Your instructions: Reproduce verbatim the lines below, starting with the line that contains "target: <item>shower arm</item>" and continuing through the line that contains "rule: each instance of the <item>shower arm</item>", with both of those lines included.

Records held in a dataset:
▬▬▬

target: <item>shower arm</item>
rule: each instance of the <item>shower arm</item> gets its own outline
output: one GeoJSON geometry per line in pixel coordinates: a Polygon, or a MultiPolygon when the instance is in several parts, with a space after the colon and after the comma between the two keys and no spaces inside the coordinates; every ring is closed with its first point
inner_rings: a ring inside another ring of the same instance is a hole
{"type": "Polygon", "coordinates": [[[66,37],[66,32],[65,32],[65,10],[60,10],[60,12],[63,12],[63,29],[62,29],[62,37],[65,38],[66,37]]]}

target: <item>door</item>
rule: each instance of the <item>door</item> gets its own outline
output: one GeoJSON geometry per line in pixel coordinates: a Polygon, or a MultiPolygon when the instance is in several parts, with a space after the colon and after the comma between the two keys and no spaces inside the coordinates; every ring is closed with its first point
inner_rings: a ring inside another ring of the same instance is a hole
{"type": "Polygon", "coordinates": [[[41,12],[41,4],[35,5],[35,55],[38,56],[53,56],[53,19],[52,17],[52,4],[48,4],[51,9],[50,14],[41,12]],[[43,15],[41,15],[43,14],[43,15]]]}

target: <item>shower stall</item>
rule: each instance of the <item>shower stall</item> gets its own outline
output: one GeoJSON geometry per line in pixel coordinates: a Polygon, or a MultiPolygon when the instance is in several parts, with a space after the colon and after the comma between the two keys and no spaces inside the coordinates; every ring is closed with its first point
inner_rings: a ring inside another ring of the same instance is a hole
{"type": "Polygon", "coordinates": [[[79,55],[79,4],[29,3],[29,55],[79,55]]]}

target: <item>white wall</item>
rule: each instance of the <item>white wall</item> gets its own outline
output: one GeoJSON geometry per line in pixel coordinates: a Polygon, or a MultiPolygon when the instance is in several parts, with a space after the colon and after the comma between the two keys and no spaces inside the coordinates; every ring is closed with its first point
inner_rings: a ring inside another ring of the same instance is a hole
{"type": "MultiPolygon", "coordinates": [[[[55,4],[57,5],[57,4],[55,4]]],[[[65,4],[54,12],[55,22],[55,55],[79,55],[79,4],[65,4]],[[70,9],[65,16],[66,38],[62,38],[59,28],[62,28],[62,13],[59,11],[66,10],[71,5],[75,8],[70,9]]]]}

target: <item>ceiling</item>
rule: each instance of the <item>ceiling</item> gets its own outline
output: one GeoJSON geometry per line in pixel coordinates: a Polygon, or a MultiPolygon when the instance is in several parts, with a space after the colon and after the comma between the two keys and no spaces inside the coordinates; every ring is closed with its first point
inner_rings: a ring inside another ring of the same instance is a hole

▬▬▬

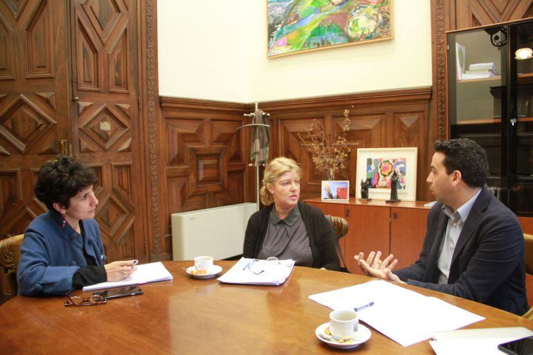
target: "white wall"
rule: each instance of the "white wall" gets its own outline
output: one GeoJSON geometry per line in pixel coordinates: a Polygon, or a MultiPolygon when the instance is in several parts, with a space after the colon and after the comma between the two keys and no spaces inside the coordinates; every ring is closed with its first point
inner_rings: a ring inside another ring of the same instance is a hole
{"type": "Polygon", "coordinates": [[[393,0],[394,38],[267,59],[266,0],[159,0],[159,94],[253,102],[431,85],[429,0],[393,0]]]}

▬▬▬

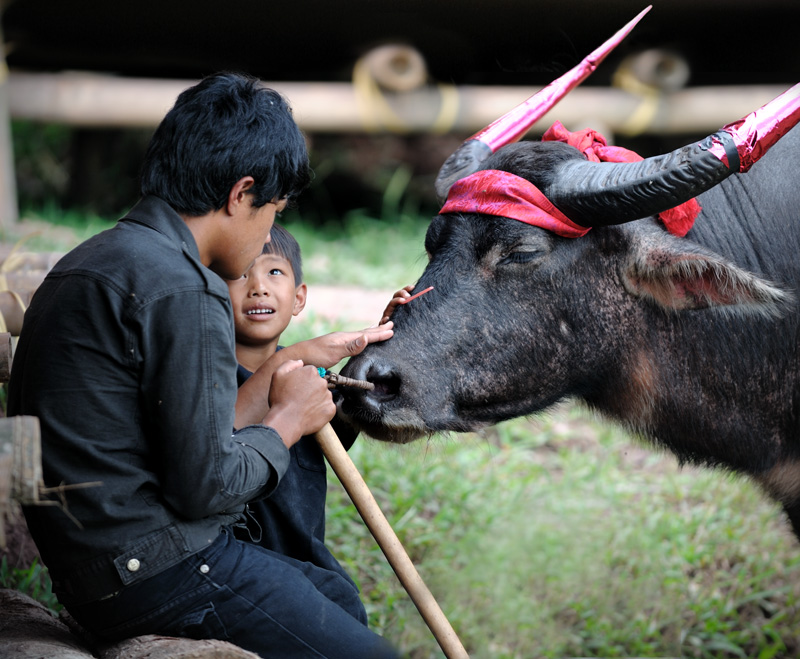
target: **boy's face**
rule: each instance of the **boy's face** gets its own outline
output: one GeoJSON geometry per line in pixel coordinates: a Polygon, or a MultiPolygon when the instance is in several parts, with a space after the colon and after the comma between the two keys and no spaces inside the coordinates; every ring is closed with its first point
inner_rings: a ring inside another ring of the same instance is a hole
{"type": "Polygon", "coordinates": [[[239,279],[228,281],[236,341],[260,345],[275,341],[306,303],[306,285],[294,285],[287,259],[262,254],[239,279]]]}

▬▬▬

Result:
target: <item>shower arm</item>
rule: each instance of the <item>shower arm</item> gets its own outline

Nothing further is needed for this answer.